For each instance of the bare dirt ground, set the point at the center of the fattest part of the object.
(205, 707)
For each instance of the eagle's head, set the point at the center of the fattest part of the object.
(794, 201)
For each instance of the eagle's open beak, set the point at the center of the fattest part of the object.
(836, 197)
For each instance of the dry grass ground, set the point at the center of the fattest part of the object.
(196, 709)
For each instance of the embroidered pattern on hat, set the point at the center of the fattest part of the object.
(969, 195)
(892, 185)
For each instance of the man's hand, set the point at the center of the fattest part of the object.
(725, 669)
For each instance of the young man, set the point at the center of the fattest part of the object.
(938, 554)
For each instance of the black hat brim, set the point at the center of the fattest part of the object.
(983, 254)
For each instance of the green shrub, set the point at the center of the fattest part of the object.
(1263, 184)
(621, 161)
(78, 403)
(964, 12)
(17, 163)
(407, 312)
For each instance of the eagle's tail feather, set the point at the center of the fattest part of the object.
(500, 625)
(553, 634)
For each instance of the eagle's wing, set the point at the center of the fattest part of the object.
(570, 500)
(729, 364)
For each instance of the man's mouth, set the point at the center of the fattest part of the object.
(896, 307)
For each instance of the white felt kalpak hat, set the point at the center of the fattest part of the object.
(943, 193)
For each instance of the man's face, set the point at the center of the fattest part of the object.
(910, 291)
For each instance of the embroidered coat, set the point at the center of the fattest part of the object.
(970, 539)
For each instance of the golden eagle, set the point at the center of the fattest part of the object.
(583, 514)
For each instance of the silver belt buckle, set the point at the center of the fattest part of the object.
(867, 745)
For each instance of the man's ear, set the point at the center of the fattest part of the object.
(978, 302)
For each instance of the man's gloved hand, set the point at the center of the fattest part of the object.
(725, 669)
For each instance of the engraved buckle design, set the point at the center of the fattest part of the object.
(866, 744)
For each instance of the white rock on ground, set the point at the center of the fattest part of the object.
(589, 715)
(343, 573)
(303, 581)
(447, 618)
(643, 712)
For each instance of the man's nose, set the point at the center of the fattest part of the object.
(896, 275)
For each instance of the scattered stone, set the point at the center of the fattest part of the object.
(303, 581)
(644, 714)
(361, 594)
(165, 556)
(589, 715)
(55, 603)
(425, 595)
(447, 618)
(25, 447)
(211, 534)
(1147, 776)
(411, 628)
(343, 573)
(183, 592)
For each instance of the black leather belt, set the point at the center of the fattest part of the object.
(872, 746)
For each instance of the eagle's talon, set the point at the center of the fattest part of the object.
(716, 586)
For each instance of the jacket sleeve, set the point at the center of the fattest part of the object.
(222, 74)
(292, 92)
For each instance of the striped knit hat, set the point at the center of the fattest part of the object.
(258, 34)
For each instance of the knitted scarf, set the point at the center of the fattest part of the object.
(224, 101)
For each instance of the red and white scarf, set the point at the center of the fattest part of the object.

+ + + +

Requirements: Your task is to output the full set of records exactly as presented.

Task output:
For each instance of the bare dirt ground, set the point at the center of the fattest part of the object.
(205, 707)
For each instance of the eagle's head, set the point at the center of the fattest part of the object.
(794, 201)
For each instance of the eagle's open beak, set the point at the center of the fattest part of the object.
(836, 197)
For each instance of the dry grass ground, set the point at the center of the fattest part of the object.
(196, 709)
For each instance of the embroidered pattern on hat, set the point at the center of the fattest part of the object.
(969, 195)
(892, 185)
For each instance of the man's hand, set the point at the center of the fattest part of the object.
(725, 669)
For each instance of the young man, set the point at the center of the fattest part of the object.
(938, 554)
For each instance of the black hat brim, set the point at the center of the fattest part of the object.
(983, 254)
For each instance of the green shrub, set the point at the center of the fattest part of the object.
(1263, 184)
(621, 161)
(78, 403)
(964, 12)
(17, 163)
(407, 312)
For each instance of the eagle's tail feather, set the point at the center of the fattest part of the object.
(500, 625)
(553, 634)
For each instance of the eagle's wing, set the point at the center of the fattest part of the object.
(570, 500)
(729, 364)
For each instance of the man's mouth, set the point at the center of the fattest part of the object.
(896, 307)
For each instance of the white felt kalpak hat, set the point at the center of the fattest part of the object.
(943, 193)
For each instance of the man's face, set the point at the center of the fattest part of the object.
(910, 291)
For each instance of the embroidered coat, set the point at the center of the fattest part of the object.
(970, 539)
For each instance of the golden eagle, set the point at the center of the fattest part of the object.
(583, 514)
For each instance of the silver belt buckle, set the point at the center of the fattest part of the object.
(867, 745)
For each instance of the man's ear, set the point at the center of the fattest part of the object.
(978, 302)
For each instance of the man's gloved hand, set the point at the center of the fattest part of the object.
(725, 669)
For each instance of the engraved buckle design, set the point at the center of the fattest part of the object.
(866, 744)
For each instance of the white rock on ground, set the point at the center of the fattest part of the object.
(589, 715)
(343, 573)
(303, 581)
(447, 618)
(643, 712)
For each instance of the man's nose, set the point at the center of the fattest part of the object.
(896, 275)
For each instance of the scattered stone, set the point at the center of the fattest part of the object.
(303, 581)
(644, 714)
(361, 594)
(165, 556)
(589, 715)
(55, 603)
(425, 595)
(447, 618)
(25, 447)
(211, 534)
(1147, 776)
(411, 628)
(343, 573)
(183, 592)
For each instance of the black leather belt, set the point at the center of the fattest part of the object.
(872, 746)
For each instance of the eagle's talon, set the point at the center of the fattest part of the object.
(716, 586)
For each instance of the jacket sleeve, set the point at the center of the fattest part of the object.
(222, 74)
(292, 92)
For each instance of the striped knit hat, set the point at the center of the fattest part of the object.
(258, 34)
For each instance of the knitted scarf, set the point at the center of the fattest part of the object.
(224, 101)
For each instance of the red and white scarf, set the point at the center of the fattest part of the object.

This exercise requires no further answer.